SECCIÓN DEL DOCUMENTO:
::::
¡Al Azteca!

#MomentosInolvidables

Gracias a la generosidad de Los Flores, queridos amigos de hace un par de décadas, quienes desde hace más de 30 años tienen un palco en el estadio Azteca, el sábado pasado tuve el gusto de visitarlo y llevar a mis hijos, quienes lo hacían por primera vez.

 

Mis lectores no me dejarán mentir cuando digo que, cuando uno va a ese maravilloso y gigantesco estadio por primera vez, es una experiencia que no se le olvida nunca. Yo todavía me acuerdo cuando conocí el Estadio Azteca. Fue un día súper especial para mí, aunque ahora que lo analizo al tiempo, creo que fue un partido malísimo. El estadio, para mí, lucía imponente; sin embargo, me llamaba la atención lo vacío del mismo. En mi casa ni mi papá ni yo éramos futboleros, lo nuestro era el futbol americano. Corría el año de 1980 y los duelos entre Dallas y Acereros eran memorables, pero de futbol soccer, ni se hablaba. Por eso, ninguno de los dos teníamos idea si el partido que íbamos a ver era bueno o malo. Lo importante es que yo iba a conocer el estadio Azteca.

 

Como les decía, fue el año de 1980 cuando conocí el “Coloso de Santa Úrsula”. El duelo fue entre el Atlético Español y el Atlético Potosino, partido que terminó 0-0, y me motivó a no regresar al Azteca sino hasta 3 años después, cuando vi jugar por primera vez a mis Águilas. Créanme, fue amor a primera vista. Por cierto, se trató de un partido contra el Atlético Potosino en el que, ahora sí, hubo una lluvia de goles. En un partido que a mí me pareció divertido, el América venció 4 goles a 0 a los potosinos y, desde ahí, me volví aficionado del América.

 

¡Qué contraste la afición de ese primer partido al que asistí, entre dos equipos que ya ni existen, con la de ahora que llevé a mis hijos al estadio –36 años después– a ver jugar al mejor equipo del mundo (por supuesto, el América) contra los Pumas! En ese entonces yo no tenía idea de quiénes jugaban. Ahora, mis hijos se saben nombre y apellido de cada jugador, sus historias, sur orígenes, etc. Uno de ellos es americanista, como yo; y el otro, Puma de corazón. Así que, cuando les dije que íbamos al partido, la emoción no se hizo esperar. Tengo que confesar que yo era el más emocionado por verles las caras cuando vieran la cancha y escucharan el ambiente en el estadio.
::::
Datos extraídos de una colección:
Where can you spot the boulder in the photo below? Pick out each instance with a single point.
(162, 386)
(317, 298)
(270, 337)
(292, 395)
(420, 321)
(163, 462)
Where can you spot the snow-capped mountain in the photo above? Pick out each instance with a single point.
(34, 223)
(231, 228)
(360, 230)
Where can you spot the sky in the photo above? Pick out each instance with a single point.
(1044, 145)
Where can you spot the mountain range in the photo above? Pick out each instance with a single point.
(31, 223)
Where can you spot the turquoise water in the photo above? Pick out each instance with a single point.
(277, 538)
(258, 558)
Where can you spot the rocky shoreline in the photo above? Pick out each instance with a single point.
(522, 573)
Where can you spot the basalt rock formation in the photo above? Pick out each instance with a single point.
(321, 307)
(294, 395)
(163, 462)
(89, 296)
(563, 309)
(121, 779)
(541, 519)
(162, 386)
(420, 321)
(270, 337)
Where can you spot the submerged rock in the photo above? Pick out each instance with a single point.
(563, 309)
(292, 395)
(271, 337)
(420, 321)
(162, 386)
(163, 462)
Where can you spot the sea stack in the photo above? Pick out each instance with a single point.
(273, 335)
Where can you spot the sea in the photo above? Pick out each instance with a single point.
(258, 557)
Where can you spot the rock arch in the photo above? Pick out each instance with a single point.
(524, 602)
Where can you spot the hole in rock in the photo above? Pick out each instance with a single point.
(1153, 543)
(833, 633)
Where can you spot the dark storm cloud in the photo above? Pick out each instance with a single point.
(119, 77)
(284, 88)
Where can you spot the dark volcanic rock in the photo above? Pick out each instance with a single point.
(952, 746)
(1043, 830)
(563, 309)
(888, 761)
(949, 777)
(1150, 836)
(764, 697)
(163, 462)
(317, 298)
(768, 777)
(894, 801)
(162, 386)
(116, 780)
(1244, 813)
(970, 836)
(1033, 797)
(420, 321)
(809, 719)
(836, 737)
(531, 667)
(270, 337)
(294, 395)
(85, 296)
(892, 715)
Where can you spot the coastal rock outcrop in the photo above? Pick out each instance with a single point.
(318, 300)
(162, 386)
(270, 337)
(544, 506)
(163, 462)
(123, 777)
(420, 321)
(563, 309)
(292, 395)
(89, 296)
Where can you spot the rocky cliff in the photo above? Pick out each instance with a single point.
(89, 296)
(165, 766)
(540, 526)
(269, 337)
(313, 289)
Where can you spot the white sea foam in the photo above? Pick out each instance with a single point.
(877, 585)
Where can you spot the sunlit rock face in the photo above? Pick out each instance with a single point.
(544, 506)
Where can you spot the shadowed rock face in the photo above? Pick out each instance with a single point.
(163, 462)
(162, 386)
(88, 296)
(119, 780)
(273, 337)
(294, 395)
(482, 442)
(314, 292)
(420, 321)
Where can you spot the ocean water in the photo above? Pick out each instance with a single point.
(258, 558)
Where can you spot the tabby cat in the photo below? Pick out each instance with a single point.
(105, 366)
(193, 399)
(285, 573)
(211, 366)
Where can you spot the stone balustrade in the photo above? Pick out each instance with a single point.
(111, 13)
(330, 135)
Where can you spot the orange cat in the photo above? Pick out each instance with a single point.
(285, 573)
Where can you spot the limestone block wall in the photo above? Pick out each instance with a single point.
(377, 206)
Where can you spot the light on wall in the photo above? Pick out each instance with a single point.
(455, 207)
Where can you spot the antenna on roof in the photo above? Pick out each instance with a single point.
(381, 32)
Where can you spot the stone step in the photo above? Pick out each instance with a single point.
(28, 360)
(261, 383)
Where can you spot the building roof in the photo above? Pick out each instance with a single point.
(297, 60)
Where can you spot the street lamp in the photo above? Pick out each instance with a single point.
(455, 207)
::::
TAREA ASIGNADA: Escribe la continuación del relato sobre la visita al Estadio Azteca a partir de su última oración.

RESPUESTA ESCRITA:
 

Sin importar que una fuerte lluvia caía en la Ciudad de México, y las porras de ambos equipos se desgañitaban para ser escuchados por sus aficiones, ¡el Azteca estaba abarrotado! El partido estuvo muy bueno, y mis Águilas se levantaron con la victoria (2-1). Pero lo más increíble fue ver a mis hijos, cómo llenos de emoción gritaban, echaban “goyas” (uno) y “vamos América” (el otro) y se divertían llenos de pasión. La pasamos sensacional y, seguro, será un momento que recordarán toda su vida.

 

Los padres debemos generar momentos inolvidables para nuestros hijos. Estoy convencido que valoran más los momentos y experiencias que vivimos con ellos, que todo lo material que les damos. Este sábado fue uno de esos días en que así lo sentí y… ¡me quedé picado! Son momentos que se quedan grabados en la memoria.

 

Hace algunos años tomé la decisión de que, por lo menos, un fin de semana largo (puente) al año, me escaparía con uno de mis hijos (de los 8 años en adelante), a algún viaje corto. Lo hago con mi papá que tiene 83 años y nos la hemos pasado muy bien, y créanme, ¡vale mucho la pena! Las largas conversaciones, las actividades que realizas y los lugares que conoces, fortalecen mucho el vínculo entre padre e hijo. En esta ocasión, el estadio Azteca fue nuestro pretexto, como puede ser “ir a comer el mejor Chile en Nogada” en Puebla, “aventarnos de la mejor tirolesa de México” en Valle de Bravo, o “recorrer la mejor ruta de bicicleta” en San Miguel de Allende. No importa cuál sea el plan, lo extraordinario está en la convivencia que genera y en el fortalecimiento del vínculo.

 

Yo, primero, fui parte de una familia; luego, formé una familia; y seguramente mis hijos, que ahora son parte de mi familia, formarán sus propias familias. Por eso estoy convencido de que, tomarnos el tiempo de vivir una experiencia padre-hijo(a) totalmente solos, por lo menos una vez al año, nos conecta de una forma distinta a la que tenemos como familias completas –con todos sus integrantes– y nos complementa en ese crecimiento personal al convivir, particularmente, con personas a las que queremos tanto.